Tentukan apakah pernyataan berikut sesuai dengan kutipan tentang Kabinet Merah Putih di bawah ini: (a) Kabinet Merah Putih beranggotakan 109 orang; (b) Kabinet Indonesia Maju memiliki 34 wakil menteri; (c) Prabowo Subianto dan Gibran Rakabuming dilantik sebagai Presiden dan Wakil Presiden pada 21 Oktober. Jawab ya atau tidak untuk tiap pernyataan, lalu kutip kata-kata teks yang menentukannya tanpa diubah.

• [Kutipan]
────────

BALAS budi politik dalam kontestasi menjadi satu hal lumrah dengan memberi jabatan menteri hingga tenaga ahli dan jabatan lain. Adapun aspek profesionalisme, kompetensi, dan kemampuan teknis menjadi pertimbangan sekunder. Akibatnya, elektoral berpotensi kehilangan kredibilitas dan setiap pemimpin diragukan integritasnya.
Manajemen SDM yang demikian acap memperburuk efisiensi pemerintah, terutama ketika ada aktor yang tidak memiliki keahlian di bidangnya diberi tanggung jawab untuk memimpin kementerian atau badan penting.
Pada 20 Oktober lalu, Prabowo Subianto dan Gibran Rakabuming resmi dilantik sebagai Presiden dan Wakil Presiden Republik Indonesia. Keesokan harinya, Selasa (21 Oktober), Presiden melantik jajaran menteri dan wakil menteri dalam Kabinet Merah Putih, yang mencatat sejarah baru dengan total anggota sebanyak 109 orang. Terdiri dari 7 menteri koordinator (menko), 41 menteri, 5 kepala lembaga, dan 56 wakil menteri. Sebelumnya, Kabinet Indonesia Maju hanya beranggotakan 60 orang, meliputi 34 menteri, 18 wakil menteri, dan 8 pejabat setingkat menteri.
Penambahan jumlah menteri di kabinet Prabowo tersebut terjadi setelah revisi Undang-Undang Kementerian Negara yang sebelumnya membatasi jumlah kementerian maksimal 34. Dengan demikian, Kabinet Merah Putih menjadi kabinet dengan jumlah anggota terbanyak sejak era Orde Baru hingga Reformasi. Selain itu, Presiden Prabowo juga turut dibantu oleh sejumlah utusan khusus dan penasihat khusus, yang merupakan hal baru dari kabinet sebelumnya.

────────

• [Daftar Data]
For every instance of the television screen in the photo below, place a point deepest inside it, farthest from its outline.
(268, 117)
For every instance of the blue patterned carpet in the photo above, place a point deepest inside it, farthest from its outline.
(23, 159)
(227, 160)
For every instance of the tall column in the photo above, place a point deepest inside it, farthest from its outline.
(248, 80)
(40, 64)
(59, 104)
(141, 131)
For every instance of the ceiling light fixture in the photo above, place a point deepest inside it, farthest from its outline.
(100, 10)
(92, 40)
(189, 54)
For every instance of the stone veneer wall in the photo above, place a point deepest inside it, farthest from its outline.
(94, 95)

────────

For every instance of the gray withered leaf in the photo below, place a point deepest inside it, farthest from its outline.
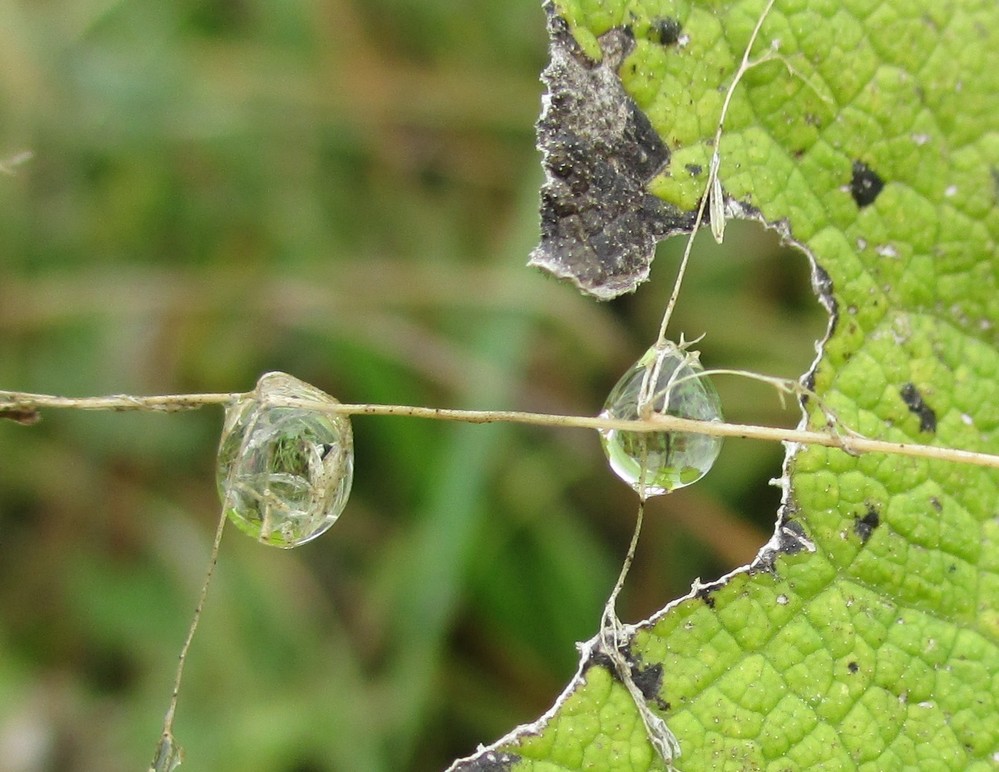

────────

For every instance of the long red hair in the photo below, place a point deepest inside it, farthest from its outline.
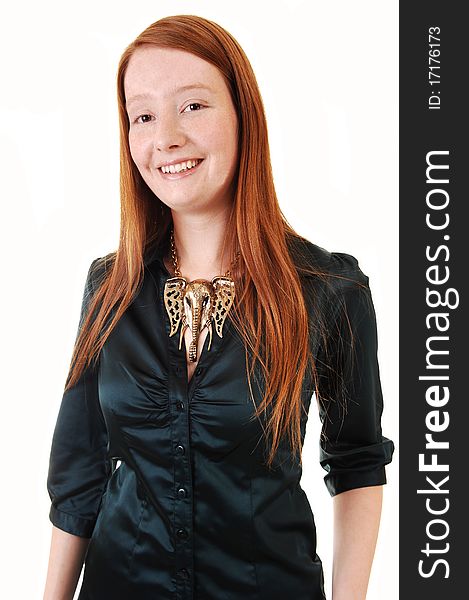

────────

• [Jawaban Tugas]
(a) Ya: "dengan total anggota sebanyak 109 orang"
(b) Tidak: "meliputi 34 menteri, 18 wakil menteri, dan 8 pejabat setingkat menteri"
(c) Tidak: "Pada 20 Oktober lalu, Prabowo Subianto dan Gibran Rakabuming resmi dilantik sebagai Presiden dan Wakil Presiden Republik Indonesia"